## DOCUMENT TEXT

===============

I'm so attractive...


----------



## Adandiluvsmyreptiles (Nov 6, 2006)

Really nice olive pythonkisses!!! Scary pic serpent lady!!!LOL


----------



## whiteyluvsrum (Nov 6, 2006)

lol! like a fish!
dont take that offensive.


----------



## Serpant_Lady (Nov 6, 2006)

I think I scared everyone off this thread


----------



## nom (Nov 6, 2006)

Adandiluvsmyreptiles said:


> I have a pretty big snake but can't post the pic on here, I will be banned for sure!!!



LMAO, oh go on...


----------



## Adandiluvsmyreptiles (Nov 6, 2006)

Well at least someone seen the lighter side of my gag. Good to see nom.


----------



## Serpant_Lady (Nov 6, 2006)

o u were there just my screen wasn't refreshing proper;y - lol whitey thats ok that was the point


----------



## cyclamen (Nov 6, 2006)

good night everyone
Serpant lady - keep those dreams clean (tattoo free) - whitey ur a spunk


----------



## Serpant_Lady (Nov 6, 2006)

lol can't promise anything


----------



## Adandiluvsmyreptiles (Nov 6, 2006)

Oh behave you pair.LOL


----------



## Serpant_Lady (Nov 6, 2006)

Haha sorry - watched shes the man today - has channing tatum in it and all these naughty thoughts are running around in my head involving that naked washboard stomach and (This has been censored for APS viewing pleasure. Please enjoy your day)... :twisted:


----------



## nom (Nov 6, 2006)

Adandiluvsmyreptiles said:


> Oh behave you pair.LOL



Behave? Nah, bring it on girls  Im having a good laugh tonite...


----------



## Adandiluvsmyreptiles (Nov 6, 2006)

Yeah why not I suppose. Anythoing for a good laugh.


----------



## Serpant_Lady (Nov 6, 2006)

*Grrrrr*

What wouldn't make you want to rip his clothes off and (Once again this segmenat a\has been censored for the viewing of APS members. Please enjoy your day and night whilst we extend this message i]to incorperate elevator music to cover the loud groans and grunts coming from behind this message):shock:


----------



## nom (Nov 6, 2006)

Nice


----------



## Serpant_Lady (Nov 6, 2006)

I know 
but apparently he is gay - I refuse to believe it .
Anyways off to bed to dream naughty ink filled dreams :twisted:
Kenz


----------



## Reptilian (Nov 6, 2006)

edited cos my pics suck....LoL


----------



## Reptilian (Nov 6, 2006)

*deleted by me*


----------



## Tatelina (Nov 6, 2006)

Buddha said:


> yeah thats from Ashgrove a wild caught animal...there are so many large snakes in the city subs....due to the availablilty of large food items...mmmmmm cats and heaps of posums..heres another but this ones from The Gap..sub couple up from Ashgrove and closer to the NP



I have NEVER seen a snake in the suburbs... hardly even captive ones.. *sigh* silly built up Sydney suburbs with no natives around.. *sigh*


----------



## cyclamen (Nov 6, 2006)

wow. u know i live over at forest lake buddha, and we have never ever seen one. u know geoff jacobs??? thats who i brought my carpet off, he is a lovely guy, showed me all his reptiles. nice stuff.


----------



## cyclamen (Nov 6, 2006)

===============

## OBJECTIVE
List every distinct username that appears as a post header in the forum thread, in order of first appearance.

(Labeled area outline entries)
===============

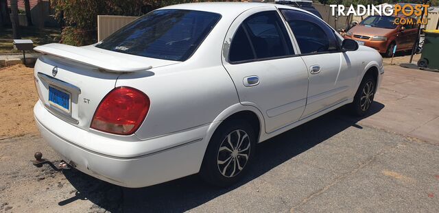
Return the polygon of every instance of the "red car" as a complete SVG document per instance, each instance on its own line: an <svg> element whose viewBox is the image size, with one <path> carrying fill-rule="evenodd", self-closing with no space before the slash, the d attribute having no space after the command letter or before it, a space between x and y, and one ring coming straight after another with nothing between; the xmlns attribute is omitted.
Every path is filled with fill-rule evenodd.
<svg viewBox="0 0 439 213"><path fill-rule="evenodd" d="M396 25L396 18L411 19L413 24ZM396 51L411 50L418 42L418 25L412 17L372 16L366 18L343 36L357 40L359 45L370 47L385 57L391 57L396 45Z"/></svg>

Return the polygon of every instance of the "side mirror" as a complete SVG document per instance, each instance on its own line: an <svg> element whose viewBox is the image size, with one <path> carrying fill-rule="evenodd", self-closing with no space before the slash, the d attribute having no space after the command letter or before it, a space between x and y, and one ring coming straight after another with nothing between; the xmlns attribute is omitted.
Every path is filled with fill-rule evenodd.
<svg viewBox="0 0 439 213"><path fill-rule="evenodd" d="M355 51L358 49L358 42L352 39L344 39L342 42L342 50L346 51Z"/></svg>

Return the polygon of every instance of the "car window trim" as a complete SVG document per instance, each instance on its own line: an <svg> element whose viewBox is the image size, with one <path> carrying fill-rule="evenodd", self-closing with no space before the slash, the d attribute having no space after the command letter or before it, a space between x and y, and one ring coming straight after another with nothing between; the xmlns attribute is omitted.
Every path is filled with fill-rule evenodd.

===============

## ANSWER TO THIS EXERCISE
Adandiluvsmyreptiles, whiteyluvsrum, Serpant_Lady, nom, cyclamen, Reptilian, Tatelina